** WORK TO BE COMPLETED **
Tally the lines of the listing below that contain the word "orange", and give only that number.

─── SUPPLIED DATA ───

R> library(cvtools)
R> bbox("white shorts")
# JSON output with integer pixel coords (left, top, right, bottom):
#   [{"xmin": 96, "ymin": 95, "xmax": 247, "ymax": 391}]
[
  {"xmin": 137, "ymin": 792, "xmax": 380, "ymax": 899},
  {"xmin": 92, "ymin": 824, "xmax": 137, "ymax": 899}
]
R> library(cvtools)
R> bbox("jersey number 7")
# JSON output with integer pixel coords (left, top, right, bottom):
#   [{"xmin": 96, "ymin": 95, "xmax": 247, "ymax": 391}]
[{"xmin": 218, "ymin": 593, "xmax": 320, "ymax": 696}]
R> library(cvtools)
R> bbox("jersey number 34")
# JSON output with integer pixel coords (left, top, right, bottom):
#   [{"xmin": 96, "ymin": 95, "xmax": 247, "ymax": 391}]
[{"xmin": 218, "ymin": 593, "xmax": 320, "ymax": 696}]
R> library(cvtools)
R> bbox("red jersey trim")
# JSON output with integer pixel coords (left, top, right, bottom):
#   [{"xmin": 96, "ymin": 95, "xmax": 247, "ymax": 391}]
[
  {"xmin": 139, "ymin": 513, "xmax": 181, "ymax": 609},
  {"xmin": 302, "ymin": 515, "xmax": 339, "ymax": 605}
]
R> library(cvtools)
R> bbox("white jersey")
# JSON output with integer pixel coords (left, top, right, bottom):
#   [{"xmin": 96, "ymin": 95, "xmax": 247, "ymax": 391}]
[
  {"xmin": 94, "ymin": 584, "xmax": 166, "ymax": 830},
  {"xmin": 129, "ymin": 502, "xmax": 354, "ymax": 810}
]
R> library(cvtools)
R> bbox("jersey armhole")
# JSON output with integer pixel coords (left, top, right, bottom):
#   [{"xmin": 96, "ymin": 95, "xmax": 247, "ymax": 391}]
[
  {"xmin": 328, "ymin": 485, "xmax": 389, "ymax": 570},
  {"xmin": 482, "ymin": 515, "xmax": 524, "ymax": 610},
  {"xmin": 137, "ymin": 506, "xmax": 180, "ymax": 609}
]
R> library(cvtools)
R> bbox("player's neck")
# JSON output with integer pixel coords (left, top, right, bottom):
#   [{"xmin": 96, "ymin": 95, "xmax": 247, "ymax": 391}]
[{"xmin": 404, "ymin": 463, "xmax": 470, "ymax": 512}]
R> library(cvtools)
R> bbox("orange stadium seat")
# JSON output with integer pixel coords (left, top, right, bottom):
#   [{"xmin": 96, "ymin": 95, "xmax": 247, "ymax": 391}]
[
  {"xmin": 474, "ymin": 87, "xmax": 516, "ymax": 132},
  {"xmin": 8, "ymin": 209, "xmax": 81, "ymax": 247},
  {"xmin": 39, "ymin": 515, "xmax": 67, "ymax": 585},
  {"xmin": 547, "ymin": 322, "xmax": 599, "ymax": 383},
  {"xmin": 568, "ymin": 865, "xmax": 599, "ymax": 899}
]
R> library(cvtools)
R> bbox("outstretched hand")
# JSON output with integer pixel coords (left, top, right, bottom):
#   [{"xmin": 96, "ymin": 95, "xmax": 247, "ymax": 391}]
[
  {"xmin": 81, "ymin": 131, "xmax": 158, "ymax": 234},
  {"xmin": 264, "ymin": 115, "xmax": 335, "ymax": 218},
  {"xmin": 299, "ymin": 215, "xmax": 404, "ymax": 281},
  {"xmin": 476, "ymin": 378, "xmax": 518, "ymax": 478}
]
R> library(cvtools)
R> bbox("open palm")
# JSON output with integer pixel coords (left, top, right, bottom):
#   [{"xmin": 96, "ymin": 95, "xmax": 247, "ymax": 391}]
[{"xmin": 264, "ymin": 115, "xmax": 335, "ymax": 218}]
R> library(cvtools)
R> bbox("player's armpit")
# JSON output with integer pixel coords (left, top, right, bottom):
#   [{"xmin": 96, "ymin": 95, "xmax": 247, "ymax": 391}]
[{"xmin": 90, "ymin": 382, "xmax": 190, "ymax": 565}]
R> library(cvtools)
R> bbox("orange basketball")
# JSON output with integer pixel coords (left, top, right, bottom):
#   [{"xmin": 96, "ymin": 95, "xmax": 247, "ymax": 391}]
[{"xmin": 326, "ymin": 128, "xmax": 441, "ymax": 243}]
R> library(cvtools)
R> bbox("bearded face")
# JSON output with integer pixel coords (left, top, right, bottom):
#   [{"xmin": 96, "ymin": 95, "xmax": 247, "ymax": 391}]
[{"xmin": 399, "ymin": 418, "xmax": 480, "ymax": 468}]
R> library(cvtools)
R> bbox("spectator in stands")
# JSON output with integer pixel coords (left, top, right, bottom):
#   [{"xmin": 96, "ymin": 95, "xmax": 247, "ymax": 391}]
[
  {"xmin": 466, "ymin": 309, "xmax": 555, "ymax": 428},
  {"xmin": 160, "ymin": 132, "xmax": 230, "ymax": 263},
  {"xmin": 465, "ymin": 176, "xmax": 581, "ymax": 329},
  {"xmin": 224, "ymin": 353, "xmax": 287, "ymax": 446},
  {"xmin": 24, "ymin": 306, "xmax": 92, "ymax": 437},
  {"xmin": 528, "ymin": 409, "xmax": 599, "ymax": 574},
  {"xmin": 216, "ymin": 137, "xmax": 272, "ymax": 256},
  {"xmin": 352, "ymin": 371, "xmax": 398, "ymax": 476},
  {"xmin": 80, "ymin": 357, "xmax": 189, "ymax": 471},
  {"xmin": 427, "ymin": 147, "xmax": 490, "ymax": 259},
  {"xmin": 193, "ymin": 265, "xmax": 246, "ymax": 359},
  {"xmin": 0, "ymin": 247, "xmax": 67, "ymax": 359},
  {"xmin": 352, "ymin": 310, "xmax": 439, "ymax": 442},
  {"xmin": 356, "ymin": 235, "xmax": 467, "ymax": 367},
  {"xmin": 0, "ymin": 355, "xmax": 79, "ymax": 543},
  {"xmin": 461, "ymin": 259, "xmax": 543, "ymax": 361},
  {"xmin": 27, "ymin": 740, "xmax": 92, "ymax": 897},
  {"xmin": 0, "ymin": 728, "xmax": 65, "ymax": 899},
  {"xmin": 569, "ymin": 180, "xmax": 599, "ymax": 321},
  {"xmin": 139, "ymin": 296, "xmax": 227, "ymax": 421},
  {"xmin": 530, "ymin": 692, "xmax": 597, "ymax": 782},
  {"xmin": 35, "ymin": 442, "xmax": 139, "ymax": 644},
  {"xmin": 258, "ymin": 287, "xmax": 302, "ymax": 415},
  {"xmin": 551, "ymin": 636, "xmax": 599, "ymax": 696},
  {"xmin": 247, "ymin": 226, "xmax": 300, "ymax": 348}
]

───

** RESULT OF THIS EXERCISE **
2